-- Record extracts follows --

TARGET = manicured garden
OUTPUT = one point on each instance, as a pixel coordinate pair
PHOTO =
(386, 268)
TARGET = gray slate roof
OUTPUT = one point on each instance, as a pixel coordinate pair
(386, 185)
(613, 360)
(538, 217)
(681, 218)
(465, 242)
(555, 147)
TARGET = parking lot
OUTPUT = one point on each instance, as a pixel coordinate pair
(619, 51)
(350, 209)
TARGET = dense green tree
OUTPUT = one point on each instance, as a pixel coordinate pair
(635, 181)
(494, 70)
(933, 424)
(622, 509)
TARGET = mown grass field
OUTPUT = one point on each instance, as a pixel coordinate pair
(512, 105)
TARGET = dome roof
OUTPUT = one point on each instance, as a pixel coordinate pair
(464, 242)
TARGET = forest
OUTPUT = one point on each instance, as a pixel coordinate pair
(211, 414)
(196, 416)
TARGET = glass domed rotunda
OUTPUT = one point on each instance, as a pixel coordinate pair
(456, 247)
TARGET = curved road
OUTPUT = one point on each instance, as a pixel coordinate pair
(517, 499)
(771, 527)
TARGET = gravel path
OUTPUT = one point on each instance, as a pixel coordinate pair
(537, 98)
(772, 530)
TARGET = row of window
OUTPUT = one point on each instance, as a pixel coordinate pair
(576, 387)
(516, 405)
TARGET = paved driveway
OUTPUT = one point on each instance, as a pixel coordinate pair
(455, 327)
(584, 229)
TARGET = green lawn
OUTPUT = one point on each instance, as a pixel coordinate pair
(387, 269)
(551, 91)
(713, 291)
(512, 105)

-- Record extracts concluded --
-- Record extracts follows --

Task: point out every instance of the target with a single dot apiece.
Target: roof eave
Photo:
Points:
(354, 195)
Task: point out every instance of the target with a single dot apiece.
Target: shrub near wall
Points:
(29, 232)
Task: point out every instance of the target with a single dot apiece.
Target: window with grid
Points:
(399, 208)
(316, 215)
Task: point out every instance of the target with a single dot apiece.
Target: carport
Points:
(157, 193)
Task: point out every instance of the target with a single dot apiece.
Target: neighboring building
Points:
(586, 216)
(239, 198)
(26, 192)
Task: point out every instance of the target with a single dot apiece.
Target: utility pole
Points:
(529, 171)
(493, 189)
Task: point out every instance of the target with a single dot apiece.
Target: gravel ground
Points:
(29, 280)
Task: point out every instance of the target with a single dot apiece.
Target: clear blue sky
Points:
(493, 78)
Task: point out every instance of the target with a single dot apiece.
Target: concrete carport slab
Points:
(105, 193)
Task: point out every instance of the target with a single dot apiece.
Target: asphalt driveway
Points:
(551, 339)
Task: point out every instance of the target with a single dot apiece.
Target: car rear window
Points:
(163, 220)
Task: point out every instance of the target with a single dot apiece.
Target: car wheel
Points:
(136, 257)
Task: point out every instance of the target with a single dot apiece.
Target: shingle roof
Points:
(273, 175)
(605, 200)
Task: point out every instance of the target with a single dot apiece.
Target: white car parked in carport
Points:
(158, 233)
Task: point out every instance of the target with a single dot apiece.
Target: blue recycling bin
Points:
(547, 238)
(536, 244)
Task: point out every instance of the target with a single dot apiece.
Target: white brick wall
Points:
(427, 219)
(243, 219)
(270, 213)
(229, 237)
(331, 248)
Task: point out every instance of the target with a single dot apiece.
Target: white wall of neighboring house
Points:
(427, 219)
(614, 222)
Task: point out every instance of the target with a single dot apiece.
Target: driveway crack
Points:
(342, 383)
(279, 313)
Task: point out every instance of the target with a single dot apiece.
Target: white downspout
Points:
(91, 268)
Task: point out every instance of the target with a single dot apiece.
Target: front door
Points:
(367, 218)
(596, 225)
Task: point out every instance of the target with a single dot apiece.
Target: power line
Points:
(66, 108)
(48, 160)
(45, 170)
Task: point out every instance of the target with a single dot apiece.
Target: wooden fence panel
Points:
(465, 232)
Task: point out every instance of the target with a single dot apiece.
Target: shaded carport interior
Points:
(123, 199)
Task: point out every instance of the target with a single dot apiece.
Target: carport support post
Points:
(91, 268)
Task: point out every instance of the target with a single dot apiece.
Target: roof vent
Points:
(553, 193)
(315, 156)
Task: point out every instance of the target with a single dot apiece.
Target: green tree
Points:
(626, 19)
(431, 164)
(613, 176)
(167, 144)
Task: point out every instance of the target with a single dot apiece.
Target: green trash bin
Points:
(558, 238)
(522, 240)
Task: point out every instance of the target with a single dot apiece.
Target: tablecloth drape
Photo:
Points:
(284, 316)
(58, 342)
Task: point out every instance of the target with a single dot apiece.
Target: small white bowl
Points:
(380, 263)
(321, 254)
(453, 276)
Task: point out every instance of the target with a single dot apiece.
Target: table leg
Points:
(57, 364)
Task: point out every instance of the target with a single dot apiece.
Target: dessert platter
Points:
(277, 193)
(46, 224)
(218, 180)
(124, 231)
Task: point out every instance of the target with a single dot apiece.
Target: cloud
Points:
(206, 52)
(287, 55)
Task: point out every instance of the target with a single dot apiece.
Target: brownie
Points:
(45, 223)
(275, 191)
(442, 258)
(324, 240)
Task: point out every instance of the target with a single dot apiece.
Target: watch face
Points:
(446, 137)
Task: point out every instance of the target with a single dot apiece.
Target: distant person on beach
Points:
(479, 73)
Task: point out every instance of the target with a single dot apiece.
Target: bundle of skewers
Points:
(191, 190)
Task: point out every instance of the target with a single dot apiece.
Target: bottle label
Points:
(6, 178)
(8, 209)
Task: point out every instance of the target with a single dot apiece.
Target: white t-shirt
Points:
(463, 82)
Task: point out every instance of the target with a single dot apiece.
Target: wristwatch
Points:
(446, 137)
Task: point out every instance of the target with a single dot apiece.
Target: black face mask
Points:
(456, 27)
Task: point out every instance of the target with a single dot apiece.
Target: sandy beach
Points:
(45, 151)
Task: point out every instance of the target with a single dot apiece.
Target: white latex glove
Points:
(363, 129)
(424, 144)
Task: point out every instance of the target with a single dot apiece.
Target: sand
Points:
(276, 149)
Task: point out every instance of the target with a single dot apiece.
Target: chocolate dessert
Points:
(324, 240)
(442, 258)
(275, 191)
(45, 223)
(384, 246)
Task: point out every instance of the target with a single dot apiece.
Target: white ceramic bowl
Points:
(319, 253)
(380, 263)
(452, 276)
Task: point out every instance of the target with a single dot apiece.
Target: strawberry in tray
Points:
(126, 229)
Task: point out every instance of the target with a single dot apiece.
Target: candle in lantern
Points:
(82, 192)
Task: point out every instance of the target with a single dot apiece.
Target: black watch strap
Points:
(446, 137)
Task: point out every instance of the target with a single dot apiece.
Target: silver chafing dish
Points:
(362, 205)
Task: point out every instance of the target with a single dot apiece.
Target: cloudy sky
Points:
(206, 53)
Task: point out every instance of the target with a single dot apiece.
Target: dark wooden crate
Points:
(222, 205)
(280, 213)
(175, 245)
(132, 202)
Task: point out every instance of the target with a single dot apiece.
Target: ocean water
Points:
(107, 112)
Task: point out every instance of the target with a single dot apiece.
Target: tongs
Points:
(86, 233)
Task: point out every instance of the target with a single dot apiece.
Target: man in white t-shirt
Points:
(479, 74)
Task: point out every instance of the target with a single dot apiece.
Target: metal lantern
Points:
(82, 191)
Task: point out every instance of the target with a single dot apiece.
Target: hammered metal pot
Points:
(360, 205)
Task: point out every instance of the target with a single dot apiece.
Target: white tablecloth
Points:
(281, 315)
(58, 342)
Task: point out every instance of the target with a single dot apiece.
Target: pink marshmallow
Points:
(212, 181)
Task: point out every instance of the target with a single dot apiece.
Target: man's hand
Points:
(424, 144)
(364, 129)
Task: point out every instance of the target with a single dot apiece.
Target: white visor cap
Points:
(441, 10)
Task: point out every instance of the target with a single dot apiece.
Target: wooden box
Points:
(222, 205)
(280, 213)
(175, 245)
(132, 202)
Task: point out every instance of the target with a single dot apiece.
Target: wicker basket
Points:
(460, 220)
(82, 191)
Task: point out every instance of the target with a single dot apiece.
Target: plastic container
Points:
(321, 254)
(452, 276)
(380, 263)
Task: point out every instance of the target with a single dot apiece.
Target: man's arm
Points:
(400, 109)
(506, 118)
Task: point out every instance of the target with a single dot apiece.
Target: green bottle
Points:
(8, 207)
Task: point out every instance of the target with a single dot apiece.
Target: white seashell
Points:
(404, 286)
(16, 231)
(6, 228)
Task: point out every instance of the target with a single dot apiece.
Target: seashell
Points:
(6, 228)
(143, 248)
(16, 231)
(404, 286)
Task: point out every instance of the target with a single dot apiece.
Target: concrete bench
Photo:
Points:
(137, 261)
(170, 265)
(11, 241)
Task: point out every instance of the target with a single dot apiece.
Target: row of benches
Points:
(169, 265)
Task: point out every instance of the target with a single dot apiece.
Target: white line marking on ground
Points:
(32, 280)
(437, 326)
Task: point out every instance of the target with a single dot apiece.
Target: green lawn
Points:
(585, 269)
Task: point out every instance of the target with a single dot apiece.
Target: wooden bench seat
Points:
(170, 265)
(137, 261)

-- Record extracts concluded --

Reproduce word for word the material above, beginning with the line that contains "TARGET = manicured garden" and ending with the line that contains "TARGET = green lawn".

TARGET = manicured garden
OUTPUT = one point on each instance, as a pixel coordinate pair
PHOTO =
(386, 268)
TARGET = gray slate roof
OUTPUT = one point on each instance, as a pixel coordinate pair
(386, 185)
(613, 360)
(538, 217)
(681, 218)
(465, 242)
(555, 147)
TARGET = parking lot
OUTPUT = one point on each instance, as a pixel coordinate pair
(619, 51)
(350, 209)
TARGET = dense green tree
OUTPUT = one point on each instance, as a pixel coordinate pair
(635, 181)
(494, 70)
(933, 424)
(622, 509)
TARGET = mown grass field
OUTPUT = one point on each instance, as a pixel coordinate pair
(512, 105)
TARGET = dome roof
OUTPUT = one point on each instance, as a pixel coordinate pair
(464, 242)
TARGET = forest
OUTPUT = one point on each instance, as a pixel coordinate pair
(211, 414)
(196, 416)
TARGET = glass domed rotunda
OUTPUT = one point on each instance, as a pixel coordinate pair
(456, 247)
TARGET = curved road
OUTPUT = one point on each instance, as a pixel coordinate pair
(517, 499)
(771, 527)
TARGET = gravel path
OUTPUT = one point on each instance, as a pixel coordinate pair
(537, 98)
(772, 530)
TARGET = row of window
OUTPUT = one point on each instance, as a pixel coordinate pair
(576, 387)
(516, 405)
TARGET = paved driveway
OUTPUT = one point on each instance, as a pixel coordinate pair
(455, 327)
(584, 229)
TARGET = green lawn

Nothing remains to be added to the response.